We also have several new items we are releasing in the upcoming year and being a small company we have to roll those out slowly.

We will keep an eye on this thread and appreciate your thoughts on it but as of right now it's not on the agenda. Any changes and I promise to let you know.  Thanks again!


----------



## dpinmd (Dec 30, 2009)

ABSOLUTELY, in a heartbeat! I am definitely a flip-style reader. I have an M-Edge Platform, but after coveting an Oberon for ages, I finally did end up buying one from someone on the FSOT board here. Used it exactly once, and now it's back in the box (waiting for me to get around to taking pics so I can list it for sale), because I _need_ the flip-style! I find it much easier to read one-handed, for the reasons others have mentioned, and I also read at my desk at lunch every day, and love being able to prop my Platform so I can eat and read at the same time.


----------



## OberonDesign.com (Nov 30, 2009)

We wanted to let you know that after discussing it today we are not going to be able to make  flip cases.

We are just not able due to the processing techniques, wrap designs and our plates. The cost would also be prohibitive. As many of you know we are a small family company and do not mass produce.

> [Raw data]:
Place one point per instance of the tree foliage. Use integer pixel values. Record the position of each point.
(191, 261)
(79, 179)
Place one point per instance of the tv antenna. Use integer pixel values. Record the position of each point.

> [Task set]:
1. In the forum thread about flip-style cases, what case does dpinmd already own besides the Oberon?
2. Carry the forum thread about flip-style cases forward, picking up right after the final sentence of its last post.

> [Results in order]:
1. An M-Edge Platform.

2.
We appreciate you as customers and are releasing a few new products this year. Including the long awaited kindle sleeve. Thanks again for your comments and patronage. We appreciate you!!


----------



## yogibare143 (Dec 13, 2010)

Oberon covers look great, but the only type cover I would own is a flip cover.

Mark


----------



## LauraB (Nov 23, 2008)

Nope,  I'm not going to buy another Oberon for a Kindle, I've purchased 3, until they get a sleeve.


----------



## OberonDesign.com (Nov 30, 2009)

Sleeve is coming

We had a closure issue which is why it was delayed, we are hoping to have it to you the early part of this year, perhaps as soon as next month! Thanks for waiting.


----------



## LauraB (Nov 23, 2008)

Woohoo!!!


----------



## Anne Victory (Jul 29, 2010)

dpinmd said:


> Used it exactly once, and now it's back in the box (waiting for me to get around to taking pics so I can list it for sale), because I _need_ the flip-style!


I really worry that this is going to be me. *sigh*



OberonDesign.com said:


> We wanted to let you know that after discussing it today we are not going to be able to make flip cases.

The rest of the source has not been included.